STATED TASK: Print the lines of the listing below verbatim, starting at the line that contains "balcony in the photo below." and ending at the last line of the listing. Leave the pictures out of your output.

SUPPLIED ENTRIES:

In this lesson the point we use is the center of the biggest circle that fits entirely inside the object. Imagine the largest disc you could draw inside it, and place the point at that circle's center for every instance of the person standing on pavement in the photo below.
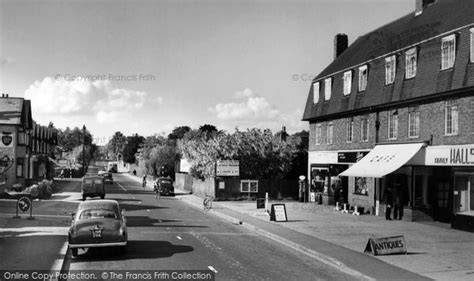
(388, 200)
(397, 202)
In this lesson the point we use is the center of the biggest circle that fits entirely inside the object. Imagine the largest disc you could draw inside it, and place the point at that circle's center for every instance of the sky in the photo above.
(148, 67)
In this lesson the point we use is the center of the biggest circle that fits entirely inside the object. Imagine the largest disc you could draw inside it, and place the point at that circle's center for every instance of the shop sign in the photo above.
(6, 139)
(386, 245)
(322, 157)
(462, 155)
(227, 168)
(350, 157)
(278, 213)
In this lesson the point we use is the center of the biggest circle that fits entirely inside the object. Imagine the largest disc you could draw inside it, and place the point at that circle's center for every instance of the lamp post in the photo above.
(84, 148)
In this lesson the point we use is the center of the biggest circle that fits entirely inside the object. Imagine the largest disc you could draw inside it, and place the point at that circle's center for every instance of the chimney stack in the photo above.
(341, 42)
(421, 5)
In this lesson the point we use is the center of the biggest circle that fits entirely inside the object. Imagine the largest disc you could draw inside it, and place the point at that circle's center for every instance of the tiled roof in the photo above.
(11, 110)
(438, 18)
(423, 31)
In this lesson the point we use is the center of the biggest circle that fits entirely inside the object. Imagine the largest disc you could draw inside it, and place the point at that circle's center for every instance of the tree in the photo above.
(116, 145)
(131, 148)
(178, 133)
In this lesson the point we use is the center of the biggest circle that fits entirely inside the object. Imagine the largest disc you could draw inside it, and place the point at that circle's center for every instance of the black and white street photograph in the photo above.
(236, 140)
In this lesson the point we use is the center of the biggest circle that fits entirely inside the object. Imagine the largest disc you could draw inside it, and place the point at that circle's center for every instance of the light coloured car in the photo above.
(98, 223)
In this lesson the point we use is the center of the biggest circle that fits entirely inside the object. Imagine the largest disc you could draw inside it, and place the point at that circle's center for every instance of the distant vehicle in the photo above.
(93, 170)
(112, 167)
(165, 186)
(93, 186)
(108, 177)
(98, 223)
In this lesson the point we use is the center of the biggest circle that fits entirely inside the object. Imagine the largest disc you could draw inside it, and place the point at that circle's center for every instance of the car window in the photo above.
(100, 213)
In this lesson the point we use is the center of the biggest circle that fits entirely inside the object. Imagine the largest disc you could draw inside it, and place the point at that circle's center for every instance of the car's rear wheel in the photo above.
(122, 250)
(74, 252)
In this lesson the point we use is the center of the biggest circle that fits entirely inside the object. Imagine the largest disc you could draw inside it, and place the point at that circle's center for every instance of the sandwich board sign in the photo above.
(278, 213)
(386, 246)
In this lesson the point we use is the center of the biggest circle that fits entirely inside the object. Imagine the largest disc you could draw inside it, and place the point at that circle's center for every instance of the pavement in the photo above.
(435, 251)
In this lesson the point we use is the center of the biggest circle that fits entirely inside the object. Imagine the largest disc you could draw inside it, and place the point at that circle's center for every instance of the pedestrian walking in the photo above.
(388, 200)
(397, 202)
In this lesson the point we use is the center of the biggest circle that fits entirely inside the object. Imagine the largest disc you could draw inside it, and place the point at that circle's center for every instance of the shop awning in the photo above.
(383, 160)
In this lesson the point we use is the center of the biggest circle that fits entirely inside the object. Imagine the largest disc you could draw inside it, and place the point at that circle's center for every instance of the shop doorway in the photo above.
(442, 212)
(463, 199)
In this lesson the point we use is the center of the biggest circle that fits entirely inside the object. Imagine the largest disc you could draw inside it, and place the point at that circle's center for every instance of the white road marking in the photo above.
(58, 263)
(34, 231)
(34, 215)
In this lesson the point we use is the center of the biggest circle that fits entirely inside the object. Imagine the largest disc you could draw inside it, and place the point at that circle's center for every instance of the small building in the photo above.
(25, 147)
(395, 111)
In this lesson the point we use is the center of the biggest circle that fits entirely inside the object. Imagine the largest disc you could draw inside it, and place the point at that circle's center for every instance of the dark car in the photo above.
(93, 186)
(98, 223)
(108, 177)
(165, 185)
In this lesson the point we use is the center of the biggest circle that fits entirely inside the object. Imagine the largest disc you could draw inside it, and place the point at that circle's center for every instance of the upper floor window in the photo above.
(363, 72)
(330, 133)
(315, 92)
(349, 129)
(347, 82)
(318, 134)
(410, 62)
(472, 44)
(392, 125)
(390, 69)
(327, 88)
(249, 186)
(364, 129)
(451, 117)
(448, 51)
(414, 123)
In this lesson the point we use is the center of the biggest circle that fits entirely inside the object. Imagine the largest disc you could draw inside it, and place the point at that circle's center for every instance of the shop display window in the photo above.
(319, 179)
(360, 186)
(464, 194)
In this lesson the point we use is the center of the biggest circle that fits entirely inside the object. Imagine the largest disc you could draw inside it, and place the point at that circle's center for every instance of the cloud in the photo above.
(254, 111)
(254, 107)
(79, 97)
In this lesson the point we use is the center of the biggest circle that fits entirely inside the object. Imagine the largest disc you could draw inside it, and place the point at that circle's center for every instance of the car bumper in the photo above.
(97, 245)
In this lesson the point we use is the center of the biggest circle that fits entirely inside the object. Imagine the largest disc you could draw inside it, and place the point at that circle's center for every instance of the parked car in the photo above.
(165, 185)
(93, 186)
(108, 177)
(98, 223)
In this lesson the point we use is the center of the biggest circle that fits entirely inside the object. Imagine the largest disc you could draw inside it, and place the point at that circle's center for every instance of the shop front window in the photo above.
(319, 179)
(464, 194)
(361, 187)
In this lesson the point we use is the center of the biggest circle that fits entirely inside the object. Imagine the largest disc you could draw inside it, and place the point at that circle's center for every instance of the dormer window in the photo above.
(347, 82)
(327, 88)
(410, 63)
(363, 72)
(390, 68)
(315, 92)
(448, 52)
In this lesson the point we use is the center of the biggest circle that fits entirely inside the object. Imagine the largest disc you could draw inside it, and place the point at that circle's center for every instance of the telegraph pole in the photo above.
(84, 148)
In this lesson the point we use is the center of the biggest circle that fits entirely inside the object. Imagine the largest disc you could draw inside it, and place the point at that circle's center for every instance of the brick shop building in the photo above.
(395, 111)
(25, 147)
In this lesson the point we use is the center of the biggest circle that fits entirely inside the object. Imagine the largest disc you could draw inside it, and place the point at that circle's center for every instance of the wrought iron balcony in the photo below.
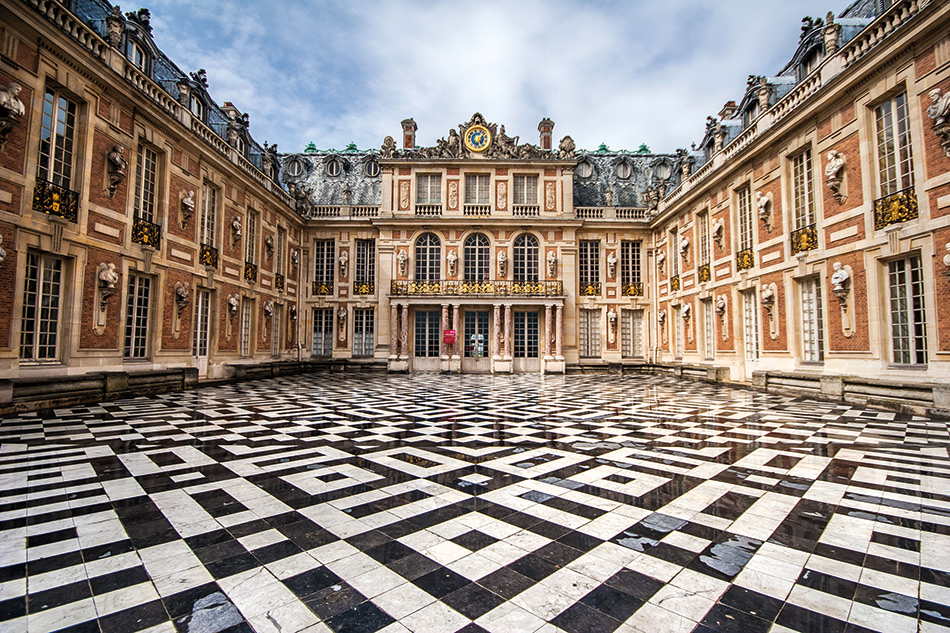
(55, 200)
(322, 288)
(634, 289)
(745, 259)
(804, 239)
(146, 233)
(704, 273)
(591, 289)
(208, 256)
(895, 208)
(486, 288)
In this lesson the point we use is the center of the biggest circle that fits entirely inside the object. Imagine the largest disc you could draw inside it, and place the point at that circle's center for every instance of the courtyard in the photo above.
(508, 504)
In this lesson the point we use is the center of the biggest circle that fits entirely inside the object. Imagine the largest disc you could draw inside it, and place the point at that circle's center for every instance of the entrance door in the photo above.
(427, 339)
(526, 342)
(475, 341)
(202, 324)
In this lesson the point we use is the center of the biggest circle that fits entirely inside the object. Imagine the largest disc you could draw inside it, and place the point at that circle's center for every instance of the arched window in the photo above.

RESPONSE FOR THIS EXERCISE:
In this lesson the point we use is the center of the biggest circle that fits entirely inside the object. Imagine the largest disc you could draw inside it, and place the point at that circle's center for every instance of the wrought iron balcony in the photo below.
(55, 200)
(322, 288)
(634, 289)
(745, 259)
(804, 239)
(146, 233)
(704, 273)
(591, 289)
(208, 256)
(895, 208)
(486, 288)
In this lesson the point we use is the center of the biggest circle that fits entirely inside the object. Imagine the largest disc you could draw inside it, and place the point at that circle's center for every instance of the courtyard in the photo above.
(508, 504)
In this lesson the point we use is the center of the biggest circle that fits entirely inside the object. Imagine the largest disc you could draw inside it, and place the point at that circle's center for every instance of the entrance door in the photo above.
(427, 339)
(526, 342)
(475, 341)
(202, 324)
In this lesson the point we use is the center of the biggest circle that fits entirely inside the object. Imagine the largest disc you could draw inside it, and place the point at that circle's center for every instance of the arched window in the photo above.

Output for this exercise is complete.